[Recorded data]
· · · · ·

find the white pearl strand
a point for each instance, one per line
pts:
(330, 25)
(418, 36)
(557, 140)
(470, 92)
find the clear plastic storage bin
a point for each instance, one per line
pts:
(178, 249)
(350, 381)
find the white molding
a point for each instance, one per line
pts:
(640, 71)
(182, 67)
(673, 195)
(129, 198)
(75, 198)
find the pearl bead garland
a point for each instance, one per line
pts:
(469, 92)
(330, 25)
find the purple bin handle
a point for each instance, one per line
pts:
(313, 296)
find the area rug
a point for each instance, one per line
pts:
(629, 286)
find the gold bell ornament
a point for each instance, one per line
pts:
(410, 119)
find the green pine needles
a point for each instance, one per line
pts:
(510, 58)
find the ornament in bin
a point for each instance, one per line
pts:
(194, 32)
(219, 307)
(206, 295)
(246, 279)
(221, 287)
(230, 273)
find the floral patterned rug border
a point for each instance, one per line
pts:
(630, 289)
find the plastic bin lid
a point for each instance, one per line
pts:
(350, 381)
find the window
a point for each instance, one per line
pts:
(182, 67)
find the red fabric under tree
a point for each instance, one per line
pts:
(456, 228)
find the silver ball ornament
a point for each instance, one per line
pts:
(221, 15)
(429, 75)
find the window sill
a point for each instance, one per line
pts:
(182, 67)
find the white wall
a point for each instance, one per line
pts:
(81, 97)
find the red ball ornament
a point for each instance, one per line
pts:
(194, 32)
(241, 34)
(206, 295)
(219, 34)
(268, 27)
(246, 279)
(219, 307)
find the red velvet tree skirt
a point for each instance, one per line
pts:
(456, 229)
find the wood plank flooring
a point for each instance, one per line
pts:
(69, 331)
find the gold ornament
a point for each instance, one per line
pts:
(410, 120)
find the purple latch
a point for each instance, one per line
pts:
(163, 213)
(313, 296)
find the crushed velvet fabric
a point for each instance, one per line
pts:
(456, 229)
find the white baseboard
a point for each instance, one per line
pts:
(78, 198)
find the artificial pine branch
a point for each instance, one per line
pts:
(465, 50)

· · · · ·

#### What the task requires
Copy out every line of the records above word for word, keeping each line unchanged and in its original order.

#### Correct result
find the white pearl strand
a point for each instance, one per line
pts:
(330, 25)
(418, 36)
(557, 140)
(470, 92)
find the clear plastic storage bin
a point for each instance, one per line
pts:
(178, 249)
(350, 381)
find the white molding
a point for each instance, one per line
pts:
(640, 71)
(182, 67)
(673, 195)
(129, 198)
(75, 198)
find the pearl bead garland
a point for each instance, one per line
pts:
(469, 92)
(330, 25)
find the purple bin handle
a point for each instance, one per line
pts:
(313, 296)
find the area rug
a point for each instance, one per line
pts:
(629, 286)
find the gold bell ornament
a point for each instance, one per line
pts:
(410, 119)
find the green pine needles
a point for each instance, one per line
pts:
(510, 58)
find the ornament in bin
a point for each instance, one per line
pts:
(194, 32)
(219, 307)
(206, 295)
(246, 279)
(221, 287)
(230, 273)
find the floral patterned rug border
a point for each instance, one per line
pts:
(630, 289)
find the plastic bin lid
a point for each instance, one per line
pts:
(350, 381)
find the window
a point for each instance, one per line
pts:
(182, 67)
find the red fabric under tree
a point for each instance, one per line
pts:
(456, 228)
find the silver ball ornament
a point for each instance, one per line
pts:
(221, 15)
(429, 75)
find the window sill
a point for each instance, one per line
pts:
(182, 67)
find the white wall
a point for each instance, one per line
pts:
(81, 97)
find the red ball ornament
a point for each instance, one per line
pts:
(194, 32)
(241, 34)
(206, 295)
(219, 34)
(268, 27)
(246, 279)
(219, 307)
find the red velvet tree skirt
a point for each instance, one per line
pts:
(456, 229)
find the wood plank flooring
a point for each instance, one per line
pts:
(69, 331)
find the gold ornament
a point for each instance, one per line
pts:
(410, 120)
find the purple latch
a point for each instance, one per line
pts:
(163, 213)
(313, 296)
find the crushed velvet fabric
a point for each instance, one per line
pts:
(456, 229)
find the white baseboard
a point for each instance, one per line
pts:
(78, 198)
find the artificial pine branch
a point for each instance, one per line
pts:
(465, 50)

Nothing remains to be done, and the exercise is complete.